| Some entries |
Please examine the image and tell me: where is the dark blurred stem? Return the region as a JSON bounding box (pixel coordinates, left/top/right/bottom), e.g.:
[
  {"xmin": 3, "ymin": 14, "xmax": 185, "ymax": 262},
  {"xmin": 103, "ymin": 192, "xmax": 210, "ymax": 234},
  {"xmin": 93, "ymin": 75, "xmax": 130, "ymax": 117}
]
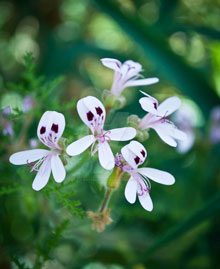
[{"xmin": 99, "ymin": 188, "xmax": 112, "ymax": 213}]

| CHALLENGE |
Give back every line of the entries above word for word, leaving out the pictures.

| RESULT BELOW |
Please examine the image and tell me: where is the dark blurred stem? Return the region as a JSON bounding box (pixel coordinates, left/top/right/bottom), e.g.:
[
  {"xmin": 3, "ymin": 14, "xmax": 185, "ymax": 262},
  {"xmin": 103, "ymin": 192, "xmax": 210, "ymax": 234},
  {"xmin": 93, "ymin": 75, "xmax": 130, "ymax": 117}
]
[{"xmin": 99, "ymin": 188, "xmax": 112, "ymax": 213}]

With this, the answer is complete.